Text shown -
[pypy-commit] extradoc extradoc: fine-grained locking draft

Raemi noreply at buildbot.pypy.org
Thu May 1 10:39:43 CEST 2014


Author: Remi Meier <remi.meier at gmail.com>
Branch: extradoc
Changeset: r5205:54603e04954f
Date: 2014-05-01 10:19 +0200
http://bitbucket.org/pypy/extradoc/changeset/54603e04954f/

Log:	fine-grained locking draft

diff --git a/talk/icooolps2014/position-paper.tex b/talk/icooolps2014/position-paper.tex
--- a/talk/icooolps2014/position-paper.tex
+++ b/talk/icooolps2014/position-paper.tex
@@ -198,17 +198,34 @@
 \subsubsection{Fine-Grained Locking}
 
 The first obvious candidate to replace the GIL is to use multiple
-locks instead of a single global lock. By refining the granularity
-of the locking approach, we gain the ability to run code that does
-not access the same objects in parallel.
+locks instead of a single global lock. By refining the granularity of
+the locking approach, we gain the ability to run code that does not
+access the same objects in parallel. What we lose instead is the
+simplicity of the GIL approach. With every additional lock, the
+likeliness of deadlocks grows, as well as the overhead that acquiring
+and releasing locks produces.

Problem description - According to the commit text, what grows with every additional lock? Answer from the commit text only.

Record extracts -
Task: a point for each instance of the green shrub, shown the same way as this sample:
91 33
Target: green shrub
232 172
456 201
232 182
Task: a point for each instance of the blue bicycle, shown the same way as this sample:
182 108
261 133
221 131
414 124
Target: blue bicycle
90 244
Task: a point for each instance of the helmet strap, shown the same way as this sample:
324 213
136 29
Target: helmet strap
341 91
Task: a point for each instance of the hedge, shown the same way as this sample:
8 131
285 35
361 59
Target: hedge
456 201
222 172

Problem solution - The likeliness of deadlocks grows, as does the overhead that acquiring and releasing locks produces.